___ Records to process ___

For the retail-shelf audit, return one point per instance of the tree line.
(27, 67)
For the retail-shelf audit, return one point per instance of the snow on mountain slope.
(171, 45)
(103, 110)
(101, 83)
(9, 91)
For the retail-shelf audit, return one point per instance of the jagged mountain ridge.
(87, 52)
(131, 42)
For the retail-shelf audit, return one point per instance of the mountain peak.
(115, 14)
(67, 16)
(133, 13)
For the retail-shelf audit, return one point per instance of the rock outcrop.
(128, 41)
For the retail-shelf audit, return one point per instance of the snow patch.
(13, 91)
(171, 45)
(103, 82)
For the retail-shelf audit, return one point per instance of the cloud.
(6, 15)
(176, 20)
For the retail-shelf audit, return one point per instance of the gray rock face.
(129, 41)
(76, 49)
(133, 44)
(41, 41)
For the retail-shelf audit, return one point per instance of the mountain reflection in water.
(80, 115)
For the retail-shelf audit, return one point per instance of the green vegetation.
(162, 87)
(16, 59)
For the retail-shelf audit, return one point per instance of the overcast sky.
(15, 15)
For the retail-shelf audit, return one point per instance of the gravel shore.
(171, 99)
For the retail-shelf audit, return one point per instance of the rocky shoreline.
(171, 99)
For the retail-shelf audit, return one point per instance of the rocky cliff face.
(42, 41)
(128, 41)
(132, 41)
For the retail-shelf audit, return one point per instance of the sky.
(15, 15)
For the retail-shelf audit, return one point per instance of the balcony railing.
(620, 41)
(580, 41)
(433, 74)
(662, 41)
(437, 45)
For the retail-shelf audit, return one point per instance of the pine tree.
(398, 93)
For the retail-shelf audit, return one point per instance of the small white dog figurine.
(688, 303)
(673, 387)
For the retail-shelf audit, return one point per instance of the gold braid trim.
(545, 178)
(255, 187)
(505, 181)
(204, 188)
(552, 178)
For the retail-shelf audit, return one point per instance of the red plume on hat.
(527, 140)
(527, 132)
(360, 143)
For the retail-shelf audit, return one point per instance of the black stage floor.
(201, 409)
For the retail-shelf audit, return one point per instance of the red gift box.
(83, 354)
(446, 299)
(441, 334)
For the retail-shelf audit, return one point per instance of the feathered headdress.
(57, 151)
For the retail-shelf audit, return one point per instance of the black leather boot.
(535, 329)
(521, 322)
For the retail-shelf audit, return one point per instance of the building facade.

___

Transcribe each entry precisely, missing none.

For the retail-shelf audit, return one point per instance of the tree line.
(27, 67)
For the retail-shelf audit, return one point per instance of the snow on mountain slope.
(171, 45)
(103, 110)
(101, 83)
(9, 91)
For the retail-shelf audit, return one point per instance of the jagged mountain ridge.
(87, 52)
(131, 42)
For the retail-shelf audit, return one point per instance of the mountain peak.
(115, 14)
(67, 16)
(133, 13)
For the retail-shelf audit, return one point per instance of the rock outcrop.
(128, 41)
For the retail-shelf audit, return one point per instance of the snow patch.
(13, 91)
(171, 45)
(103, 82)
For the retail-shelf audit, return one point per instance of the cloud.
(6, 15)
(176, 20)
For the retail-shelf audit, return one point per instance of the gray rock face.
(129, 41)
(76, 49)
(133, 44)
(41, 41)
For the retail-shelf audit, return one point per instance of the mountain reflection in water.
(80, 115)
For the retail-shelf audit, return one point per instance of the green vegetation.
(162, 87)
(16, 59)
For the retail-shelf audit, return one point per instance of the overcast sky.
(15, 15)
For the retail-shelf audit, return one point per instance of the gravel shore.
(171, 99)
For the retail-shelf audit, return one point per instance of the rocky shoreline.
(171, 99)
For the retail-shelf audit, return one point per instance of the rocky cliff face.
(42, 41)
(128, 41)
(132, 41)
For the retail-shelf audit, return one point per instance of the sky.
(15, 15)
For the retail-shelf audit, return one point per instance of the balcony railing.
(620, 41)
(580, 41)
(433, 74)
(662, 41)
(437, 45)
For the retail-shelf audit, return one point per instance of the pine tree.
(398, 93)
For the retail-shelf audit, return one point per instance of the small white dog figurine.
(688, 303)
(673, 387)
For the retail-shelf audit, return one point per instance of the gold braid trim.
(545, 178)
(255, 187)
(505, 181)
(204, 188)
(552, 178)
For the retail-shelf audit, return one point per instance of the red plume on hat.
(527, 140)
(527, 132)
(360, 143)
For the retail-shelf audit, return one point per instance of the black stage floor.
(201, 409)
For the retail-shelf audit, return one point per instance of the red gift box.
(83, 354)
(446, 299)
(441, 334)
For the retail-shelf audit, return one point per instance of the feathered headdress.
(57, 151)
For the retail-shelf audit, return one point per instance of the black leather boot.
(535, 329)
(521, 322)
For the retail-shelf audit, return one point per instance of the building facade.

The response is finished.